_Task goal_. Output every line of the data below unchanged, leaving out the pictures.
---------- Exercise inputs
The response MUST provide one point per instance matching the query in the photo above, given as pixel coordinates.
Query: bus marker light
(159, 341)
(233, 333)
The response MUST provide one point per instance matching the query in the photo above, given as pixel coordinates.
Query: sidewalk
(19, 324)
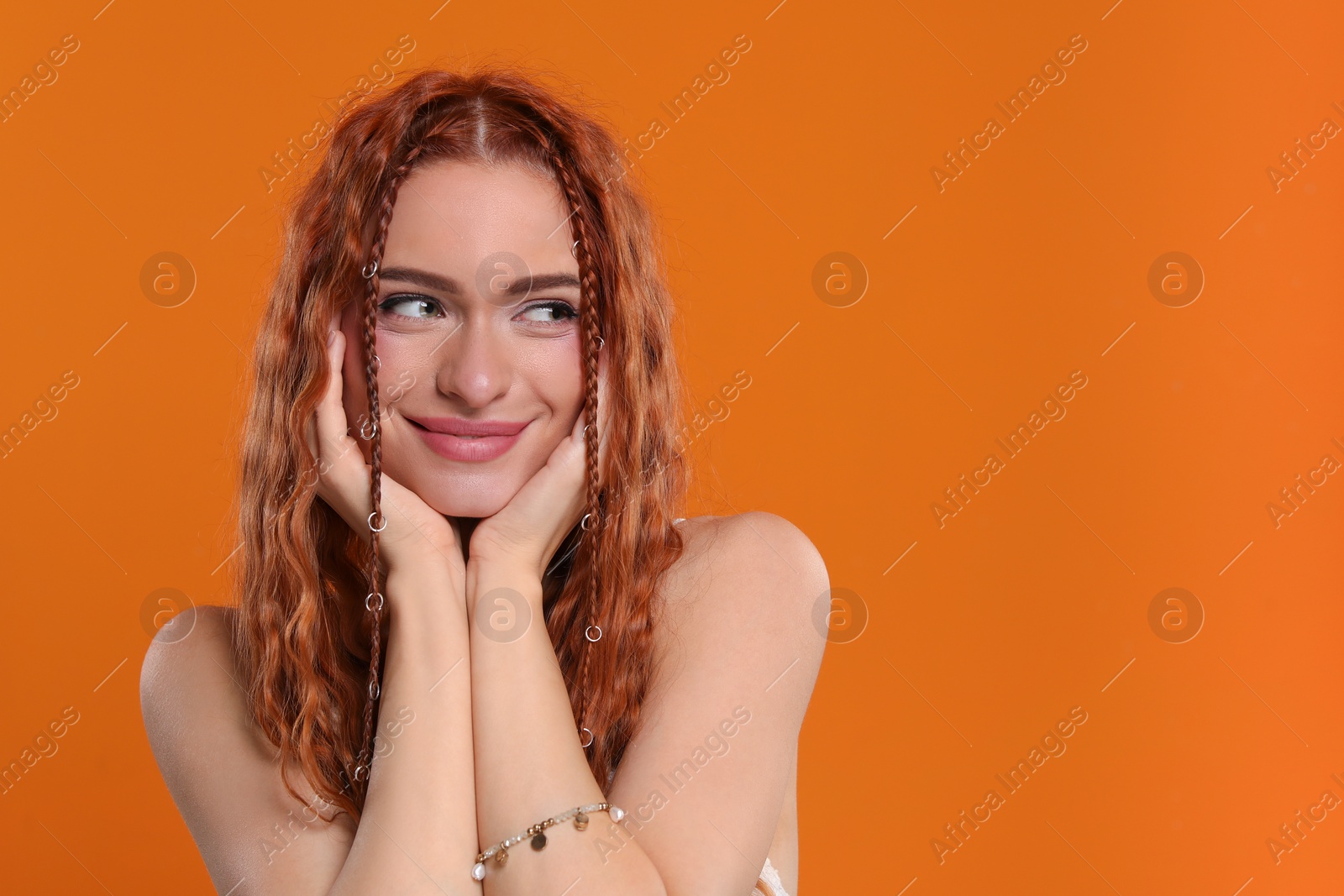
--------------------
_Task response_.
The response MUST provide one point per instance matching the query in the photo above, given as pixel coordinates.
Query: bus marker light
(159, 341)
(233, 333)
The response MUST provide one point per instance matching the query in the photo above, given as pixel coordinates.
Query: sidewalk
(19, 324)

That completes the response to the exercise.